### How to complete this task:
Answer these questions from the artist's statement:
1. In what year did the company the speaker worked for close down?
2. What name did the speaker take on?
3. Which city's plan to build a civil rights museum gave the speaker a stepping stone?

### Source passage:
- Opening Delimiter -
"We as people of Africa have a story to tell about a journey of four hundred years here in America. Kidnapped from the motherland of Africa, placed in chains and shackles, uprooted from family into slavery.
"Back in 1979 the company I was working for closed down, and I started wandering around. I had a lot of little jobs here and there, but nothing to stay with, and I knew I had to regroup, find a way to go on with my life. I looked around me and saw so much trouble in the world, so much suffering among my people. I was living in a place that looks upon Africans as less than a human being. My African ancestors built America on the sweat of their backs, in their blood, in their life—free slave labor—and the only pay is death. I saw how the races was drifting further and further apart and how black people ourselves was drifting apart. And I asked God to help me find a way that I could help bring people together as one, for understanding, even for the littlest child. Because America had started to lose the family, and when the family is lost, that is the end of all of us here as a people.
"And it finally came back to me that the only way was through art, art is the universal thing. Make the art and put a message with it that could heal the wounds everywhere. Communicate to the world a message of God—love and peace for all. I then took on the name "Peacemaker."
"When I heard that Birmingham was going to build a civil rights museum, that gave me what you call a stepping stone. From what I was hearing, the main players in the freedom struggle, the foot soldiers, was left out of the story. We need the leaders, but without the foot soldiers the struggle and fight can’t be won. But where is the recognition for the soldiers?
"And I thought about the journey we have made through America for four hundred years. God gave me the vision of art, to link that four-hundred-years journey of Africans in America, link that truth to the children who are turning away from us, and I decided to name it the "African Village in America." It tries to tell the story of that life we have spent here.
"Since about ’92 or ’93 I also been making pieces about art, about subjects I want to express. I got this idea of what you could call “pacifying” people with pieces I put together that are not intended for my African Village. I put together what are 'message pieces,' ideas I get that relate to the ideas in the yard but don’t belong in the yard—ideas about life, about people relating to other people, and about nature.
"Art is the one way man can have a common thread that would connect the hearts of all people. Art is for universal understanding. There is no 'insider' or 'outsider' art, because art is one. All that we know, all that we have been, can be explained in art.
- Closing Delimiter -
### Dataset section:
- Opening Delimiter -
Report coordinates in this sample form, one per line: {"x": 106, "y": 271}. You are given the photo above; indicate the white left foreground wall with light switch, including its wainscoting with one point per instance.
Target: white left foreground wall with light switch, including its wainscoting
- Closing Delimiter -
### Finished task:
1. 1979
2. Peacemaker
3. Birmingham